* TEXT *
Introduction
AI agents represent the next evolution of LLM applications. Rather than simply generating text in response to a prompt, an agent can reason, plan, and take actions by invoking external tools — search the web, query a database, call an API, or execute code — all in an autonomous loop until a task is completed.
LangChain has become the de facto framework for building these agents in Python. With the release of LangChain v0.2+ and the maturation of its tool-calling abstractions, building production-grade AI agents is more accessible than ever. This guide walks you through the core patterns, real code examples, and deployment considerations for building agents with LangChain in 2025–2026.
Whether you are creating a customer support bot that can look up orders, a research assistant that can browse and summarize documents, or an autonomous coding agent, the patterns in this guide will serve as your foundation.
What Is an AI Agent?
An AI agent is an LLM-powered system that follows a reasoning-action loop. Unlike a simple chain (prompt → LLM → output), an agent:
- Observes the current context (user query, conversation history, previous tool results)
- Reasons about what to do next
- Acts by selecting and calling a tool with specific inputs
- Observes the tool result and decides whether to act again or return a final answer
This loop — often called the ReAct pattern (Reason + Act) — is the core of most agent architectures. The LLM serves as the reasoning engine, while tools provide the capabilities to interact with the outside world.
- An agent is not just an LLM. It is an LLM + tools + a loop. The quality of your agent depends on all three: the model’s reasoning ability, the design of your tools, and the orchestration logic that ties them together.
LangChain Agent Architecture Overview
LangChain provides several approaches to building agents. The ecosystem has evolved significantly, so understanding which API to use is critical:
| Approach | Status | Best For | Key Feature |
|---|---|---|---|
AgentExecutor |
Legacy (still works) | Simple, single-agent use cases | Quick setup, minimal boilerplate |
create_react_agent |
Current (LangChain) | Standard ReAct agents | Works with tool-calling LLMs |
create_tool_calling_agent |
Current (LangChain) | Models with native tool calling | Uses model’s built-in function calling |
| LangGraph | Recommended for production | Complex, stateful, multi-agent systems | Full control over agent loop, persistence, human-in-the-loop |
For new projects, LangChain Inc. recommends LangGraph for production agents because it gives you explicit control over the agent loop, supports streaming, persistence, and multi-agent patterns. However, understanding the LangChain-level abstractions (create_react_agent, create_tool_calling_agent) is essential, as they form the building blocks used inside LangGraph nodes.
Setting Up Your Environment
Before building agents, install the required packages:
# Install core packages
pip install langchain langchain-openai langchain-community langgraph
# For additional tool integrations
pip install langchain-experimental duckduckgo-search wikipedia
Set your API keys as environment variables:
import os
os.environ["OPENAI_API_KEY"] = "sk-..."
# Or use dotenv
from dotenv import load_dotenv
load_dotenv()

* SUPPLIED MATERIAL *
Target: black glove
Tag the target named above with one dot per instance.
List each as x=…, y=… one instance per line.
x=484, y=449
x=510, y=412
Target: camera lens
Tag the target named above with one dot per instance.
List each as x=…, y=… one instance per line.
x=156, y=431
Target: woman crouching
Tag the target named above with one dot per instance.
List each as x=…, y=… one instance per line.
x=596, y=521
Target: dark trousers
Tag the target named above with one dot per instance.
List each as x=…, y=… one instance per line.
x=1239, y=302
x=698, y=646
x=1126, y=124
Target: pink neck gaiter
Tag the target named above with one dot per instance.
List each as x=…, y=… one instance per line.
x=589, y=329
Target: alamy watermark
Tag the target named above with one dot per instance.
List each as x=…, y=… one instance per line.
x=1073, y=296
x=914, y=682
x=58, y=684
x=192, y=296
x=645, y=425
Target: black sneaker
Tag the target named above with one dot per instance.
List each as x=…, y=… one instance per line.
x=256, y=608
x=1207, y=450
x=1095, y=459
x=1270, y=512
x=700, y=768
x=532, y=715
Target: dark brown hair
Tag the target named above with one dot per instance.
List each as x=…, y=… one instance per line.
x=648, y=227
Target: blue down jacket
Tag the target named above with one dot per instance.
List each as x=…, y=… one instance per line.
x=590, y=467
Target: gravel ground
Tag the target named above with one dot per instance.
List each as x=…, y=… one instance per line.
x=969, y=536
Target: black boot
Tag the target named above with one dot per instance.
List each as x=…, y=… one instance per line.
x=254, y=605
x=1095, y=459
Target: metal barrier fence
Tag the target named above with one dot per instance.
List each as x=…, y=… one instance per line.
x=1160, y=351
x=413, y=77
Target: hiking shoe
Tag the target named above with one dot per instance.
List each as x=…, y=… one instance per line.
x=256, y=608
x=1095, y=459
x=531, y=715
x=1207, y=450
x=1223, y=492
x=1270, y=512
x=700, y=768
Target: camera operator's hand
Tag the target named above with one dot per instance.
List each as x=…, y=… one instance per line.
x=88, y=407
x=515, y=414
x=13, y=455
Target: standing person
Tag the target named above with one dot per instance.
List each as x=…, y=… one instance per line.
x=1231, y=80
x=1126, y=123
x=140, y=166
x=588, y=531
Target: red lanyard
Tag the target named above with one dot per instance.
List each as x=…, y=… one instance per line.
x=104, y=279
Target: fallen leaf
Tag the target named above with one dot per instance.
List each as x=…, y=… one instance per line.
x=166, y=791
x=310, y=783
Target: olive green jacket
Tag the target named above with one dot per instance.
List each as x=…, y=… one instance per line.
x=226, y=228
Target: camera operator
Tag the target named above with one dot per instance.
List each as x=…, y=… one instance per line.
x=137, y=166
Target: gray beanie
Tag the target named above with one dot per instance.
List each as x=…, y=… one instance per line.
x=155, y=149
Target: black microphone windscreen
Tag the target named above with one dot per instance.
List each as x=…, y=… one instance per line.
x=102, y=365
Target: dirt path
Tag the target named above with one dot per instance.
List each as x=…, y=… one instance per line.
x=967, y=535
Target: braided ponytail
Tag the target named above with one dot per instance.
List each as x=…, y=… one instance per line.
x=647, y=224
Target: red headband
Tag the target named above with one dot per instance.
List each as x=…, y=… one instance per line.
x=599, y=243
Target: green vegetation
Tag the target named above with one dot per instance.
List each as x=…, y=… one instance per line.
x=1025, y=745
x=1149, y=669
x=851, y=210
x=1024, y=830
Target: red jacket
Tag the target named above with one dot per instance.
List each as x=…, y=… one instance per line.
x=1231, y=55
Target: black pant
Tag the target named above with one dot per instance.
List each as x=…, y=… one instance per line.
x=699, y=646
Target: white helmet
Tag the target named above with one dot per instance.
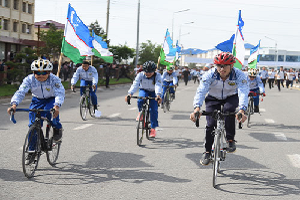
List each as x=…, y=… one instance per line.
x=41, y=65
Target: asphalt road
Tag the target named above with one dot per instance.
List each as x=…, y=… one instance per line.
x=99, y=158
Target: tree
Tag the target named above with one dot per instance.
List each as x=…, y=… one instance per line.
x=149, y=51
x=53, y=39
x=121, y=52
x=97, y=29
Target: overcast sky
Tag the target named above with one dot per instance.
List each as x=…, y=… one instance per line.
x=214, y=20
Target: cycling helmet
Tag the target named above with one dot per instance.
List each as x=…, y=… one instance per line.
* * *
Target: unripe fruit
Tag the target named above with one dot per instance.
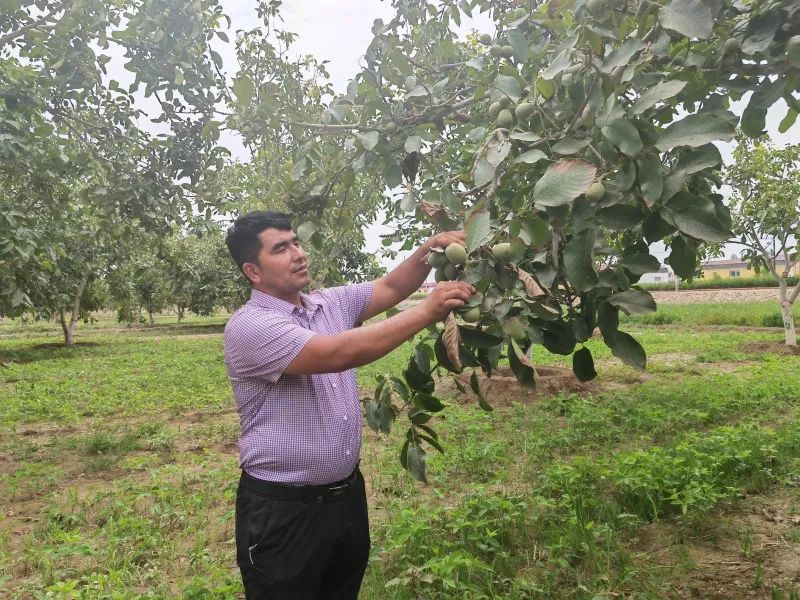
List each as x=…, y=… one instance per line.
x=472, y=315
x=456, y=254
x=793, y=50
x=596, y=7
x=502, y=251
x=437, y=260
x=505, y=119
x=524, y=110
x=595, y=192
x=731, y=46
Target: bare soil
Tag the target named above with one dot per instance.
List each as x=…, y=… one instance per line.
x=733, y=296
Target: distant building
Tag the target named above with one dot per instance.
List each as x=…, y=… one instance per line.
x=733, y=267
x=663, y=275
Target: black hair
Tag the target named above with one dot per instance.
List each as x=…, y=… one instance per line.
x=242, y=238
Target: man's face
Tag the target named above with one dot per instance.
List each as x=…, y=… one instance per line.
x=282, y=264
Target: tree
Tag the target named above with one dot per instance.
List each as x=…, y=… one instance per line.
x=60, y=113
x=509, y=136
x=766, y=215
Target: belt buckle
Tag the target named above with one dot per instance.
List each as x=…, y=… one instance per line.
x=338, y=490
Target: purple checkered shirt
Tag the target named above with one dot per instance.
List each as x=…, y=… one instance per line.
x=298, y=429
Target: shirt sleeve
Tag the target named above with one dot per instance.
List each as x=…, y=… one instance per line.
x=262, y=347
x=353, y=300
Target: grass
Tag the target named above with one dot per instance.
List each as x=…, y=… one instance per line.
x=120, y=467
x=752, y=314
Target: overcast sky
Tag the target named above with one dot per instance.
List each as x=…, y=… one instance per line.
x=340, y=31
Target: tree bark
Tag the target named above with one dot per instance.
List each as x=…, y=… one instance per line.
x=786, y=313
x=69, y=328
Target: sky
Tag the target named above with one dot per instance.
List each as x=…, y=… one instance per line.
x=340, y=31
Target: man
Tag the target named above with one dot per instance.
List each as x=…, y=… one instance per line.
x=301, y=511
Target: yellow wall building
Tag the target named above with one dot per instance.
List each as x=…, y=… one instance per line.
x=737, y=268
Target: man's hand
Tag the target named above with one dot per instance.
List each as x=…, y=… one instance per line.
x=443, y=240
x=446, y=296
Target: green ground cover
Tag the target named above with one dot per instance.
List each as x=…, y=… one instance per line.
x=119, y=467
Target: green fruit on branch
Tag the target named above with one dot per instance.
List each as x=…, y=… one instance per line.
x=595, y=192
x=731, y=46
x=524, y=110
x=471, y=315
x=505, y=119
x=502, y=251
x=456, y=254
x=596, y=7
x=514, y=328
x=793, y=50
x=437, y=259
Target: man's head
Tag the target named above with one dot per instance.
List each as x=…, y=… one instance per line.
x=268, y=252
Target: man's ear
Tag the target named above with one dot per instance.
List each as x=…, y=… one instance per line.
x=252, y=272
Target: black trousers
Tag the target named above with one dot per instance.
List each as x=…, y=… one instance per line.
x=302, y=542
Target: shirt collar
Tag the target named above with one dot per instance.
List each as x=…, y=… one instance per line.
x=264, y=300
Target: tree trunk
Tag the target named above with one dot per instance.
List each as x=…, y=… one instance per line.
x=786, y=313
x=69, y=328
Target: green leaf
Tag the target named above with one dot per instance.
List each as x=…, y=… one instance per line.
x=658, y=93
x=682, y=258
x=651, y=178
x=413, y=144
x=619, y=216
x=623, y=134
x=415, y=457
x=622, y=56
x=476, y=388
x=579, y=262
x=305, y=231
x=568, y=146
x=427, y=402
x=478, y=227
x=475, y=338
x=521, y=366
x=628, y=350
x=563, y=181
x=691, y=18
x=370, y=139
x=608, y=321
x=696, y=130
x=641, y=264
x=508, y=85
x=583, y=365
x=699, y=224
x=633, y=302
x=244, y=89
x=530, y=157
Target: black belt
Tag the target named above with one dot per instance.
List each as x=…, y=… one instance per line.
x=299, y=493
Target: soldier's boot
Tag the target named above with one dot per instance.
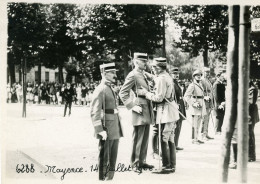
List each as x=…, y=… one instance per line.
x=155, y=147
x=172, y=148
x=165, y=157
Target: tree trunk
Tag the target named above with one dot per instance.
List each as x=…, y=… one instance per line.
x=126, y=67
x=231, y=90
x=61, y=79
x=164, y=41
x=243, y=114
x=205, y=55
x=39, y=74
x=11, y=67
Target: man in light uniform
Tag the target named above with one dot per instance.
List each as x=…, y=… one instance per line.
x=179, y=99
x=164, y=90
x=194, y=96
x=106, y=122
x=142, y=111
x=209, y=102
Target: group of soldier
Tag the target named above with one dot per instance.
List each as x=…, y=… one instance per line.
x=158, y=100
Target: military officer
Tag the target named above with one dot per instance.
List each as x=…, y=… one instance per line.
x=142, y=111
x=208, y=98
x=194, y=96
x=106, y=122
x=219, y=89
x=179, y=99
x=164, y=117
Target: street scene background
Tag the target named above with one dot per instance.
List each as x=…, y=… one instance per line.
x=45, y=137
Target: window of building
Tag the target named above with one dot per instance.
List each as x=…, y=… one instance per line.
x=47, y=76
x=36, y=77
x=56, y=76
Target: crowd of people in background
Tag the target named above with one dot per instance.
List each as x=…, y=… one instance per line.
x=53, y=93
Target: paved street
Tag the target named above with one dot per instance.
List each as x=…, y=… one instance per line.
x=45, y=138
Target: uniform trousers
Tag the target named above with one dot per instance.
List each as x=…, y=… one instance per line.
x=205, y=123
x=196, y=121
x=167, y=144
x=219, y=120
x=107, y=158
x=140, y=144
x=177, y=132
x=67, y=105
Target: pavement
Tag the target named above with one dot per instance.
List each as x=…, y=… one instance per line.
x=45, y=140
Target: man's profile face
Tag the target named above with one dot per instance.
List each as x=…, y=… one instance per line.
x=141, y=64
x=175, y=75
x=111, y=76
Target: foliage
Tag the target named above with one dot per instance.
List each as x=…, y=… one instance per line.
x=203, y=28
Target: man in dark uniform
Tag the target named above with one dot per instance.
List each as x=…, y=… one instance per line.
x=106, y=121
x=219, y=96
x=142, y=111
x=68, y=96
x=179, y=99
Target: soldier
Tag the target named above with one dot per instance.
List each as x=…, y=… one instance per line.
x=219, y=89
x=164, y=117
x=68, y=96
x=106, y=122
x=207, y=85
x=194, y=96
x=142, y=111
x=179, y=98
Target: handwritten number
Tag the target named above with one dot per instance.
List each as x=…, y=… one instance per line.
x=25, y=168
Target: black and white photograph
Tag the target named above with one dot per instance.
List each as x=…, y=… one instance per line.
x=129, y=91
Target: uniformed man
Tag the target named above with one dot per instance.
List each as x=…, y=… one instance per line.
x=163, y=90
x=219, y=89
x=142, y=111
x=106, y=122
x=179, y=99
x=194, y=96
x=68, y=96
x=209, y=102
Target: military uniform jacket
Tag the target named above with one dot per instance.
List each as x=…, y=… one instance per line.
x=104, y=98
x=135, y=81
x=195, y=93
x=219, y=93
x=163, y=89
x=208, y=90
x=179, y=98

* REQUIRED WORK *
Rewrite everything from "Setting Up Your" down to "load_dotenv()" in the LangChain agents guide, replacing each "packages" with "libraries".

* THE ANSWER *
Setting Up Your Environment
Before building agents, install the required libraries:
# Install core libraries
pip install langchain langchain-openai langchain-community langgraph
# For additional tool integrations
pip install langchain-experimental duckduckgo-search wikipedia
Set your API keys as environment variables:
import os
os.environ["OPENAI_API_KEY"] = "sk-..."
# Or use dotenv
from dotenv import load_dotenv
load_dotenv()